◆ Task objective ◆
Pick up the passage on stress and vowels in recorded court speech after its last sentence and keep writing it.

◆ Document segment ◆
The next distinction is between accented and unaccented syllables. The phonetic correlates of an accented syllable always include a momentary increase in the rate of expending respiratory energy (Ladefoged 1967: 44-6) and a concomitant pitch obtrusion (Bolinger 1958a). If a syllable is accented, it is also [+strong]. Unaccented syllables may be [+heavy] or [-heavy'. An unaccented heavy syllable is longer than a light one, other things being equal.
This proposal has by no means met with universal acceptance, in large part because the generalizations it proposes are by no means entirely general. The "chest-pulse" idea referenced by the notion of "a momentary increase in the rate of expending respiratory energy" is empirically shaky; some accented syllables in English have lowered pitch rather than raised pitch; pitch accents may be implemented in part on syllables adjacent to accented syllables; and so on. But still, something very close to Vanderslice and Ladefoged's features [±heavy] and [±accented] emerges strongly from the quarter-million vowels in our study.
And in this case, perhaps, the size of the collection is the point. The 78 hours of speech that we analyzed included 157,138 vowels with primary stress, 10,368 vowels with secondary stress, and 116,229 unstressed vowels (as defined simply by dictionary pronunciation entries for the words in the transcripts). But although phoneticians are patient drudges, there is no way we were going to measure the durations and pitch contours of 238,735 judicial vowels by hand. Instead, we used speech-recognition techniques to align the dictionary pronunciations automatically to the recorded speech, and then used simple computer programs to compile the prosodic statistics.
This was plenty of data for the points that we wanted to make. But out there in the virtual world, there are several orders of magnitude more hours of speech recordings with associated texts and metadata. The SCOTUS oral-argument archives alone amount to between 6,000 and 9,000 hours (though most of that is still languishing in the National Archives, waiting for Jerry Goldman to raise enough money to finish digitizing, transcribing and aligning it). There are millions of hours of oral histories, radio and TV broadcasts, court proceedings, political debates, audiobooks, and so forth. Even larger amounts of untranscribed audio is accumulating in cyberspace.

◆ Items listed in a dataset ◆

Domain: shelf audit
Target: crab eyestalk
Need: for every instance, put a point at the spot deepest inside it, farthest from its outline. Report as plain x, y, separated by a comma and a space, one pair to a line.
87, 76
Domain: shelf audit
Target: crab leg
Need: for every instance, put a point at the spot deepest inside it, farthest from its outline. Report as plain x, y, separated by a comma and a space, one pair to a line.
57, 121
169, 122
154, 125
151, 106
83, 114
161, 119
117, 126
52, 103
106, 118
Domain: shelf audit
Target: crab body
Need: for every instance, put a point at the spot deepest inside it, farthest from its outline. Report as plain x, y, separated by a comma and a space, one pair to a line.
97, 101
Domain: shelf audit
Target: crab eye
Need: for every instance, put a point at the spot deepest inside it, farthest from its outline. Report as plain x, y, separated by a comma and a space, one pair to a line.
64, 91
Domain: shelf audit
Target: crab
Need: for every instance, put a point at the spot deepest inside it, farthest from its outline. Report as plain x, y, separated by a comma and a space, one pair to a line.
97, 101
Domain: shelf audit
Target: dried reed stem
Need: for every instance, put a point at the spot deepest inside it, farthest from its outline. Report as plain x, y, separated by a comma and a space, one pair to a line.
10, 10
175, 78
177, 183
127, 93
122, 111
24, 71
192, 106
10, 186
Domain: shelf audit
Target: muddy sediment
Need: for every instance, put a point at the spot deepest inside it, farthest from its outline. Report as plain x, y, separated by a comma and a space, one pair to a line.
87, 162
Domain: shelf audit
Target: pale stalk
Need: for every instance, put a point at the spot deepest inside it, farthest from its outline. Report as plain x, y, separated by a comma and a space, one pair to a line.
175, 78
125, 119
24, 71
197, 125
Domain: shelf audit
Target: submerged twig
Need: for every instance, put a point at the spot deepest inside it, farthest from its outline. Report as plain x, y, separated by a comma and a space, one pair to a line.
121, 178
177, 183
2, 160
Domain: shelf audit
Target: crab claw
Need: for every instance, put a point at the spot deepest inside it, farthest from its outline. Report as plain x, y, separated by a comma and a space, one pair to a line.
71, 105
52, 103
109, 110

◆ Final answer ◆
Up to now, most quantitative phonetics research has been based on measurements of relatively small amounts of speech produced under carefully controlled laboratory conditions. Recently, people have started to use more naturalistic data, though in most cases, the measurements are still done by hand. There remain good reasons to use laboratory speech, and good reasons to make measurement by hand — but we think that an important part of the future of phonetics lies in automated measurements of large bodies of natural speech data.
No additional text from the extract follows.